* [SOBRE A TAREFA]
Substitua "short brown hair" por "short black hair" nas linhas que vão do início até a linha com "[91,0,428,250]", inclusive. Reescreva apenas esse trecho, sem nenhuma outra mudança.

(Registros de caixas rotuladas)
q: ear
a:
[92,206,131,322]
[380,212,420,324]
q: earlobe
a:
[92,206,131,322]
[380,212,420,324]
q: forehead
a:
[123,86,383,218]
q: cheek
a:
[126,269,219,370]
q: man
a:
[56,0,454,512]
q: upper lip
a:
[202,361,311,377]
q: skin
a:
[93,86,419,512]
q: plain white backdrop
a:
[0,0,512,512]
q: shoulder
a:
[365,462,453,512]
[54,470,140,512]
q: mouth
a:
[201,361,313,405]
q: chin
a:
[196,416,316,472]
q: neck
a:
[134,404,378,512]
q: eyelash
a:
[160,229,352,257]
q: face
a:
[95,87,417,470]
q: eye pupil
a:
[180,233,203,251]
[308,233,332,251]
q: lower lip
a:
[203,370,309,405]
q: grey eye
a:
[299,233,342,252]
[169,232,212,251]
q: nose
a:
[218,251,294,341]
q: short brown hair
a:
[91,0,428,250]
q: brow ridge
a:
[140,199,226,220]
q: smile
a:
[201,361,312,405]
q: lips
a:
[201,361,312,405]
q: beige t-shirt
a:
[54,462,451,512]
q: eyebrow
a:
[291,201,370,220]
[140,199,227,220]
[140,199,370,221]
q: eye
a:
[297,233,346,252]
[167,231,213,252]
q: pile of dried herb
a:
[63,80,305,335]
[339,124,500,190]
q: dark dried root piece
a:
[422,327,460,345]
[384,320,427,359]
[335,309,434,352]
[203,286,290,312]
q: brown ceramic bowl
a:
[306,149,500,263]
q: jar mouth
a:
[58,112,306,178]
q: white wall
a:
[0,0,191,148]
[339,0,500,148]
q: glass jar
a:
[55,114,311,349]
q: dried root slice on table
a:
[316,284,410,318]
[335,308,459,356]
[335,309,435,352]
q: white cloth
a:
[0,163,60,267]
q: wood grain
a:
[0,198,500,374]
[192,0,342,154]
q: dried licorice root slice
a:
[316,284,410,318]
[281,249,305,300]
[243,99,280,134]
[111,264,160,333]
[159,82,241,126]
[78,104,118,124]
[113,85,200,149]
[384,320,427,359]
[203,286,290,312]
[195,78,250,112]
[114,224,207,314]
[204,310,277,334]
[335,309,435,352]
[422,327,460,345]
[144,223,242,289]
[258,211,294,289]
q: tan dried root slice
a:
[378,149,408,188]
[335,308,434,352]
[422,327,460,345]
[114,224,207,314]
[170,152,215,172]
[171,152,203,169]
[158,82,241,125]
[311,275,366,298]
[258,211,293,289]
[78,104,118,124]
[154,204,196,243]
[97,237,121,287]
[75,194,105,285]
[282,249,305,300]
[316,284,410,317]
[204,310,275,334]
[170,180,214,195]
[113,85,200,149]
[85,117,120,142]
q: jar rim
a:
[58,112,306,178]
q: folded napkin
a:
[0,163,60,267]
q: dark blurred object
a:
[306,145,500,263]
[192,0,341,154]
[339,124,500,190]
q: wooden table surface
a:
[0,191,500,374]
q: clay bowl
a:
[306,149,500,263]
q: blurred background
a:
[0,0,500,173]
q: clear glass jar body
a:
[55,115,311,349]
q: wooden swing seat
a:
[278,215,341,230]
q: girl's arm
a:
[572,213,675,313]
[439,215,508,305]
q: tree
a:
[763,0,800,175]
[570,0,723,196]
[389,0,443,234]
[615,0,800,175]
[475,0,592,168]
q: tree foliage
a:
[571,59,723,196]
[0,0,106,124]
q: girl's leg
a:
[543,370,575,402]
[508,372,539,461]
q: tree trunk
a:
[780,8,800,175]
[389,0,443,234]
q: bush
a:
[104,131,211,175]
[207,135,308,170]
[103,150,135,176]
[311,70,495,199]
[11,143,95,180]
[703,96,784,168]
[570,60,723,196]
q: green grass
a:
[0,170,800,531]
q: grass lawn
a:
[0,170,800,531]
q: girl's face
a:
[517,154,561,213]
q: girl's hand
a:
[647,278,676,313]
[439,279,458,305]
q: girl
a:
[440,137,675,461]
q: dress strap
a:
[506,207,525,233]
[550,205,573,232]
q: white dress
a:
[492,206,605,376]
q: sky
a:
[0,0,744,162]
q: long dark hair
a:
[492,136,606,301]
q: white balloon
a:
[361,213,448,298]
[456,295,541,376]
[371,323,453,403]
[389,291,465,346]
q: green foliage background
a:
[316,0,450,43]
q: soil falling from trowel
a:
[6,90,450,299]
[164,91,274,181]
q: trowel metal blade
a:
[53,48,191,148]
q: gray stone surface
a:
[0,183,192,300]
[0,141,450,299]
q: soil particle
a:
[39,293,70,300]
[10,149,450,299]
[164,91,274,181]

* [RESPOSTA ESCRITA]
q: ear
a:
[92,206,131,322]
[380,212,420,324]
q: earlobe
a:
[92,206,131,322]
[380,212,420,324]
q: forehead
a:
[123,86,383,218]
q: cheek
a:
[126,269,219,370]
q: man
a:
[56,0,454,512]
q: upper lip
a:
[202,361,311,377]
q: skin
a:
[93,86,419,512]
q: plain white backdrop
a:
[0,0,512,512]
q: shoulder
a:
[365,462,453,512]
[54,470,140,512]
q: mouth
a:
[201,361,313,405]
q: chin
a:
[196,416,316,472]
q: neck
a:
[134,404,378,512]
q: eyelash
a:
[160,229,352,257]
q: face
a:
[95,87,417,470]
q: eye pupil
a:
[180,233,203,251]
[308,233,332,251]
q: lower lip
a:
[203,370,309,405]
q: grey eye
a:
[299,233,342,252]
[169,232,212,251]
q: nose
a:
[218,251,294,341]
q: short black hair
a:
[91,0,428,250]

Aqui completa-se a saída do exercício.